Vor der Hodenkrebs-Therapie kommen Spermien ins Eis
Bekanntlich ist Chemotherapie höchst wirksam, häufig aber auch mit deutlichen Nebenwirkungen verbunden. So kann die Anzahl der Spermien extrem abnehmen. Urologen raten Patienten deshalb, vor der Chemo Ejakulat einfrieren zu lassen. Kryosperma oder Kryokonservierung des Sperma kann dann später dazu genutzt werden, den Kinderwunsch zu erfüllen. Die Spermien werden bei knapp 200 Grad minus eingefroren und können bis zu 30 Jahre auf diese Weise konserviert werden.
Früher mussten die Patienten das selbst bezahlen. „Seit 2019 übernehmen die gesetzlichen Krankenkassen die Kosten der Kryakonservierung von Ejakulat“, nennt Mark Schrader diese positive Änderung.
Nur mit einem Hoden: Nur ein halber Mann?

→ **Aufgabe**: Setzen Sie den Text über das Einfrieren von Spermien vor einer Hodenkrebs-Therapie im Anschluss an die Zwischenüberschrift „Nur mit einem Hoden: Nur ein halber Mann?“ fort.

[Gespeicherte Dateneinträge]

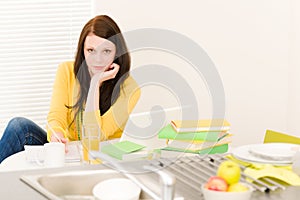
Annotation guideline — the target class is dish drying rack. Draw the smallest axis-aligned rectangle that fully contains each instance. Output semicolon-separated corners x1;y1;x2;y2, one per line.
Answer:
149;154;286;197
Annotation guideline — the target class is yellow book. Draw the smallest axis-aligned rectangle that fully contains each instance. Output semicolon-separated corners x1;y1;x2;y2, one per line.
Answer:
171;119;230;132
167;134;232;151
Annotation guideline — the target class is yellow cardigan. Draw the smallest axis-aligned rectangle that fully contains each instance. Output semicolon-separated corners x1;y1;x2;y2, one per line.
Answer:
47;61;141;141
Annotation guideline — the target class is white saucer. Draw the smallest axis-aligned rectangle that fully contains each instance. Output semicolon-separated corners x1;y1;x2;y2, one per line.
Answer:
232;143;299;165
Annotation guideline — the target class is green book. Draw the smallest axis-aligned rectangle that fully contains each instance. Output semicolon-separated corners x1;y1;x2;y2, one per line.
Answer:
162;144;228;154
158;124;227;142
101;141;147;160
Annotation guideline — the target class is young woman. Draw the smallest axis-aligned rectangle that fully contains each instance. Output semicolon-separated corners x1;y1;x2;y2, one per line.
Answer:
0;15;140;162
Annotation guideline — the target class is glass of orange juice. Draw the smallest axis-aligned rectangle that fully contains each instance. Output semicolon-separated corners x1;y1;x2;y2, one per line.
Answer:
81;124;101;164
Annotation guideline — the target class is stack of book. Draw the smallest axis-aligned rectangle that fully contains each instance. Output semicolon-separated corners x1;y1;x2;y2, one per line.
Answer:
158;119;232;154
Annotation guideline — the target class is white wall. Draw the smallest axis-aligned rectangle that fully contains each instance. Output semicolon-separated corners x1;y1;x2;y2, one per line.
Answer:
287;0;300;136
94;0;300;145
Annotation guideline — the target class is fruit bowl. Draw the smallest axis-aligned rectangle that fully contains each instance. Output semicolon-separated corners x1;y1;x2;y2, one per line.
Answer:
201;184;253;200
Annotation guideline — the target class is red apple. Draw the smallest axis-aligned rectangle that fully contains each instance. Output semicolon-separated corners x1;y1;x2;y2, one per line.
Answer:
204;176;228;192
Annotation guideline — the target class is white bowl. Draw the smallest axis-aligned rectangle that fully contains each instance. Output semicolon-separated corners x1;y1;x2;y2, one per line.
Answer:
93;178;141;200
201;184;253;200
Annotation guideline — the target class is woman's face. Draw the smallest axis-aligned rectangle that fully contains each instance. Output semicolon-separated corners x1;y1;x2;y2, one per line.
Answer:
84;34;116;77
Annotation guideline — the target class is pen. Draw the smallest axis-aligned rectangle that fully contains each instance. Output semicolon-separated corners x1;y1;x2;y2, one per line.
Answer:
47;122;62;143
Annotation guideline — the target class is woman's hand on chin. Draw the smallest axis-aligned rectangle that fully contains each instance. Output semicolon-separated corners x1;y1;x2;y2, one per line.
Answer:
91;63;120;84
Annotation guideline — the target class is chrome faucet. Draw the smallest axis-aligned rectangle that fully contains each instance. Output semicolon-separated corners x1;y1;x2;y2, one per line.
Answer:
144;165;176;200
91;152;176;200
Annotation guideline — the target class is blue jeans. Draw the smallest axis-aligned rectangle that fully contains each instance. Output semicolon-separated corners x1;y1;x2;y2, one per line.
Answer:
0;117;47;163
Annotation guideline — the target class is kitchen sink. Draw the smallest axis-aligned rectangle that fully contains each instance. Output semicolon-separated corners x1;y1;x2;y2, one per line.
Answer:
21;169;156;200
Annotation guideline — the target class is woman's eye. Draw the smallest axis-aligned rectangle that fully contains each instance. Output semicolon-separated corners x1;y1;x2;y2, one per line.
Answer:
104;49;111;54
87;49;95;53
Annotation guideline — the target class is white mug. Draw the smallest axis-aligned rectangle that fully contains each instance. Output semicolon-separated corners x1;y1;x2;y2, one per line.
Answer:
44;142;65;167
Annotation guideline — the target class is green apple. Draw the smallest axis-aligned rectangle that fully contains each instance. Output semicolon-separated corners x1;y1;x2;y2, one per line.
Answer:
228;182;249;192
217;160;241;185
204;176;228;192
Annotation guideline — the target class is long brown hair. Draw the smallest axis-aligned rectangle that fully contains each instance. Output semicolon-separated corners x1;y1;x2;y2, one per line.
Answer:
72;15;130;121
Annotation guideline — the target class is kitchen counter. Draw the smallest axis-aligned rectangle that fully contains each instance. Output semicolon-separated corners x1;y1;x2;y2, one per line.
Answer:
0;165;300;200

→ **Antwort**:
Die Tatsache, dass bei Hodenkrebs meist einer der beiden Hoden entfernt wird, spielt dagegen für die Fruchtbarkeit keine Rolle, weil der andere Hoden Hormone und Spermien weiter produziert. Stimmlage, Sex und Orgasmusfähigkeit werden davon nicht betroffen. Und falls – wie in sehr seltenen Fällen – beide Hoden entfernt werden mussten und deshalb kaum noch Testosteron gebildet wird, lässt sich das Männlichkeitshormon als Arzneimittel einnehmen, als Hormonersatztherapie.
Übrigens lässt sich der fehlende Hoden durch ein kleines Silikonkissen ersetzen, das in den leeren Teil des Hodensacks implantiert wird. Die Hodenprothese ist eine kosmetische Korrektur, ersetzt jedoch nicht die Hodenfunktion.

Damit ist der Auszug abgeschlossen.